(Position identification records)
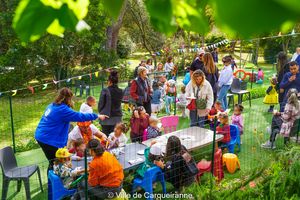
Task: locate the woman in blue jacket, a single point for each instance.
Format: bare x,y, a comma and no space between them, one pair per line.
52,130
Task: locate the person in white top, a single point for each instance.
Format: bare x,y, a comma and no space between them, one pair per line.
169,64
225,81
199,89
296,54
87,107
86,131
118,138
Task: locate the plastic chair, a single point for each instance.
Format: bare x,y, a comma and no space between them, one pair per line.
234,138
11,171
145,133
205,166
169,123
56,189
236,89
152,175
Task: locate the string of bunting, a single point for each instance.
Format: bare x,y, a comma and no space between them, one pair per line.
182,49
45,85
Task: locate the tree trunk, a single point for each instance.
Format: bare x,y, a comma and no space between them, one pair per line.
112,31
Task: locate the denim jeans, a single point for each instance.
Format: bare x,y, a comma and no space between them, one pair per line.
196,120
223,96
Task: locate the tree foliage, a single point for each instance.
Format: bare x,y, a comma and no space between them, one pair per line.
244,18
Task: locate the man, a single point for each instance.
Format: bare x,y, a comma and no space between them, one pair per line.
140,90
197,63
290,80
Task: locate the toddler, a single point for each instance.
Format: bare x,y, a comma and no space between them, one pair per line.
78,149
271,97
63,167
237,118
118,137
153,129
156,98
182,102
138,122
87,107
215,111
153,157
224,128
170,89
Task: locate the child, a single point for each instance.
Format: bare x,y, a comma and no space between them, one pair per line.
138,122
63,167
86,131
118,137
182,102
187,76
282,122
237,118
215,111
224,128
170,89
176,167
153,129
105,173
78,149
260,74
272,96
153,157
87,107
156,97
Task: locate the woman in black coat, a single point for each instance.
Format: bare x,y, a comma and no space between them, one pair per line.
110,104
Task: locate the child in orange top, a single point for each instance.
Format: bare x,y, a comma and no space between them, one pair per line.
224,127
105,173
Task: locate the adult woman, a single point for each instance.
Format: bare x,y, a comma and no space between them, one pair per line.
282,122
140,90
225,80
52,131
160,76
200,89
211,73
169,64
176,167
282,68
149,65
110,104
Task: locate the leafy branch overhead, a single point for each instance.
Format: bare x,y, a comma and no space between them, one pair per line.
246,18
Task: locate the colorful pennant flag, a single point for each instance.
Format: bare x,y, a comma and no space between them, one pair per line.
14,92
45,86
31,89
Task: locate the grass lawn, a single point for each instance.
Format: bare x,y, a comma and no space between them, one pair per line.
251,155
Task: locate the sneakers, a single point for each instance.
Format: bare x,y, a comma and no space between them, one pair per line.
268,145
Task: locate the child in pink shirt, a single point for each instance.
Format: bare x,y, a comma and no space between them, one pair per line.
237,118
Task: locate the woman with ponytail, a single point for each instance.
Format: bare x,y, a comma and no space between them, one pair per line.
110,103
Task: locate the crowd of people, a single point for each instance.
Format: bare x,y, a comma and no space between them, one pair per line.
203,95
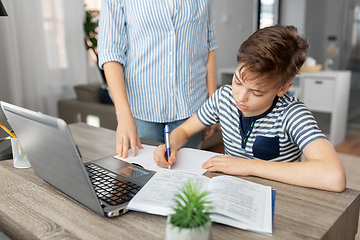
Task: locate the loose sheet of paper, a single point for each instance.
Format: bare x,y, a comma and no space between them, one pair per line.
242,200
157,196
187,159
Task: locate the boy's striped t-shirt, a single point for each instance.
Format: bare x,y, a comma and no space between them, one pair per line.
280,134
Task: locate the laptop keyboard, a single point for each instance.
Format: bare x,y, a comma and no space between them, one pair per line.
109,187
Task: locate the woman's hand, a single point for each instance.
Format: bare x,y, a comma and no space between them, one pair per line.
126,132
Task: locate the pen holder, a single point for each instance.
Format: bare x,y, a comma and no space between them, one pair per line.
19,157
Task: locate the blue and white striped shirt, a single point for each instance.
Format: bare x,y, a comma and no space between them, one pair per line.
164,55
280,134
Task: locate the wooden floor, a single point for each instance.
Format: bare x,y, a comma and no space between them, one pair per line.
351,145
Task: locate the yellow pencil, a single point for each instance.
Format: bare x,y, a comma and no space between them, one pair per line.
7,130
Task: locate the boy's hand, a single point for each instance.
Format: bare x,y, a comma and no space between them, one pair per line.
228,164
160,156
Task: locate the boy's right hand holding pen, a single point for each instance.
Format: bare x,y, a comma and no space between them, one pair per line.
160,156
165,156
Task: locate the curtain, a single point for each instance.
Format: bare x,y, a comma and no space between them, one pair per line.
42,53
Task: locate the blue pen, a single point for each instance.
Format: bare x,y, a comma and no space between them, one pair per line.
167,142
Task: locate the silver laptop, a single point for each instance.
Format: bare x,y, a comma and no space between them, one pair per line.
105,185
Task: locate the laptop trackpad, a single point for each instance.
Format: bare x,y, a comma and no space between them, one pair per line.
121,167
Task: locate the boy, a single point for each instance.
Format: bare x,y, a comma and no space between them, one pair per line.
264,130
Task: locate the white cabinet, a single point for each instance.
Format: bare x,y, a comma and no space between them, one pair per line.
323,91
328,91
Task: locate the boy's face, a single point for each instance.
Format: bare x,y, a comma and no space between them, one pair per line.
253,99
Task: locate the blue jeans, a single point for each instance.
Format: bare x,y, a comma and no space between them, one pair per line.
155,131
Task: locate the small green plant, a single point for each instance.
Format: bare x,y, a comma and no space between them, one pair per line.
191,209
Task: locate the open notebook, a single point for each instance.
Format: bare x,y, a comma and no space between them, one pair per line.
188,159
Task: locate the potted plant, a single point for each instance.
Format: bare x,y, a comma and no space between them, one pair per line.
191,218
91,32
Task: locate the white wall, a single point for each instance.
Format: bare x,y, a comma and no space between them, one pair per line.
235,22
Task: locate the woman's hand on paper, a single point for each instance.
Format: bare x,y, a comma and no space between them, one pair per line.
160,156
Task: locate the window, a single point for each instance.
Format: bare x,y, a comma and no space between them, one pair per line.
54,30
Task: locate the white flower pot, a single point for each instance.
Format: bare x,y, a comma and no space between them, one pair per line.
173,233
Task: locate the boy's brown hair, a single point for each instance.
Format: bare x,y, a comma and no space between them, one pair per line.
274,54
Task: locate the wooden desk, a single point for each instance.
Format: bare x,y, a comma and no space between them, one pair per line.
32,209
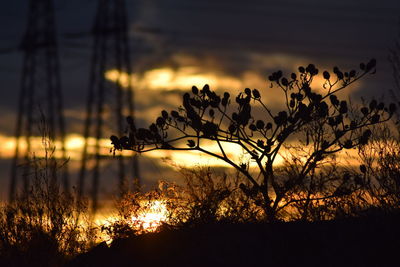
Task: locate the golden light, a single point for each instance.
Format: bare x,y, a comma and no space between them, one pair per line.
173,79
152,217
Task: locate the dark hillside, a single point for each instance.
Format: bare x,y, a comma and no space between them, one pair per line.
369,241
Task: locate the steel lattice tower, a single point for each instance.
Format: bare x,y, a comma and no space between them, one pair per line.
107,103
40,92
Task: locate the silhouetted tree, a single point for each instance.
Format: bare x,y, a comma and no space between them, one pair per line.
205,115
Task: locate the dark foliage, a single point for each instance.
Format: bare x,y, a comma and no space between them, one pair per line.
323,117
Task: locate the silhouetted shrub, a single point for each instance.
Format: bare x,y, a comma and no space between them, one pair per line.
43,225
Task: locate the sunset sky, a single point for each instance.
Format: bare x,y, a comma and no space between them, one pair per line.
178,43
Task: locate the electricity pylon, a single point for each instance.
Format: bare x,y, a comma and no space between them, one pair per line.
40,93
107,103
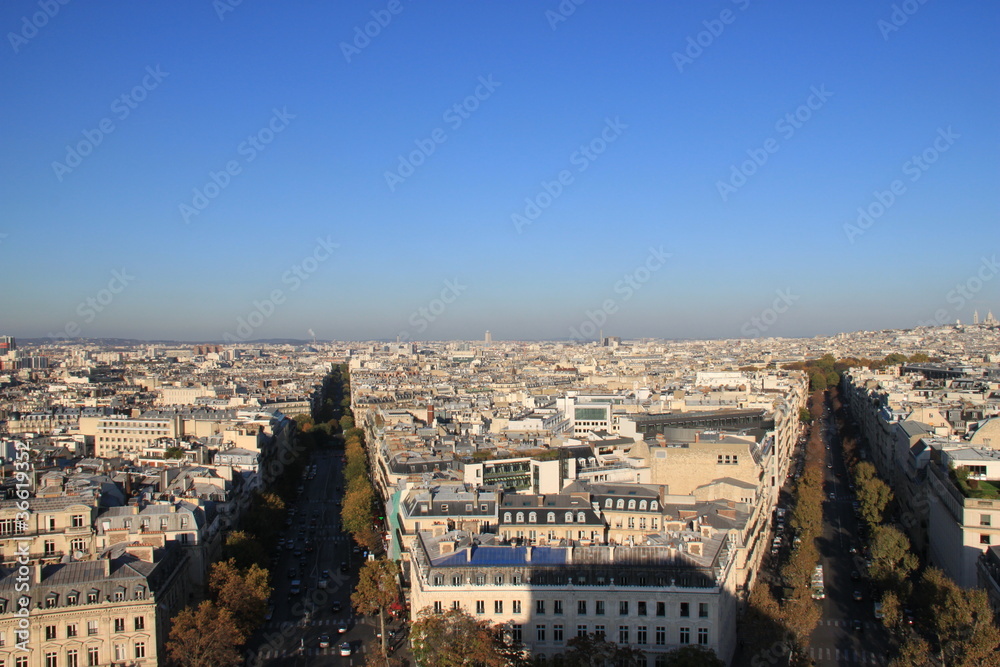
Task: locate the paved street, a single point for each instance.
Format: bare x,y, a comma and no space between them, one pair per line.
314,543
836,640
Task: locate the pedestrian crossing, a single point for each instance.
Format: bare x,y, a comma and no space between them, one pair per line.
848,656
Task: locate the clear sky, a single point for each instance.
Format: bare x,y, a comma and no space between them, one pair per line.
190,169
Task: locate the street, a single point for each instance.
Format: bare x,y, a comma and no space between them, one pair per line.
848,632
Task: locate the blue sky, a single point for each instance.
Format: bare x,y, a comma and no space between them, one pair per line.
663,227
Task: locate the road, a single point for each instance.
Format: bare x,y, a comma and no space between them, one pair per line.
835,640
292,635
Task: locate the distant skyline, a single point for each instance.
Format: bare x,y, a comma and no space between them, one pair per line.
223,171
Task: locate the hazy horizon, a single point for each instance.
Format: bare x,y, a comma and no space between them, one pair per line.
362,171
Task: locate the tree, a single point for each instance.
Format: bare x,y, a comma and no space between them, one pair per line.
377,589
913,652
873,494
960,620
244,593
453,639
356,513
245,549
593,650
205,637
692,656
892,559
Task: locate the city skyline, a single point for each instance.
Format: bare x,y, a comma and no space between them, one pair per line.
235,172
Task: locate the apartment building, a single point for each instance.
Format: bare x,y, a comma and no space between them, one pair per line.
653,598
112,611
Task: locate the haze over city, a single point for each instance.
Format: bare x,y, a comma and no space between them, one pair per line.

**SHORT TASK**
Reproduce the rows from the line containing "Task: locate the paved" through the end of the rows, replacing "hazy horizon" with "misty horizon" and leaving everything else the same.

**ANSWER TO THIS TASK**
Task: locate the paved street, a single point for each instance.
Format: bare x,y, a comma and no space between them, one pair per line.
314,543
836,640
Task: locate the pedestrian crossing, a single point for each instance.
Format: bare x,y, a comma and no space between them, one pair per line.
848,656
Task: locate the clear sky, a single point for each instance.
Format: bare x,y, a comma and no space between them, one pair per line.
190,169
Task: locate the street, a single point for each instance.
Format: bare x,y, a comma and no space between them, one pair per line.
848,632
Task: locate the blue sky, a single point for each instance.
Format: bare x,y, a comma and no space between them, one pair per line.
663,227
Task: locate the road, a single point for each instance.
Format: bare x,y, a comma and no space between them, one pair per line.
835,640
292,635
Task: locate the distant skyline, a single point for each instance.
Format: bare x,y, a comma and no space between them, one pair per line.
223,171
Task: locate the misty horizon, a single point for each instance.
Format: bare x,y, a comma and no space between them, one pair per line.
362,171
Task: locate the tree, a single point for each instance.
Format: bare x,y, a comma and no space between them, one pair per line.
377,589
913,652
873,494
960,620
244,593
453,639
356,513
245,549
593,650
205,637
692,656
892,559
Task: locate the city skyline, a single point for each instance.
Format: bare x,y, a comma and no space between them, one pair per line.
235,172
Task: locate the apartment building, a single point for each instance.
Format: bare x,y, a comma and no space between them, one pair per line.
653,598
112,611
Task: locate the haze over city, a single point for each instance.
Format: bare x,y, a comma and no space between them, one pair per line.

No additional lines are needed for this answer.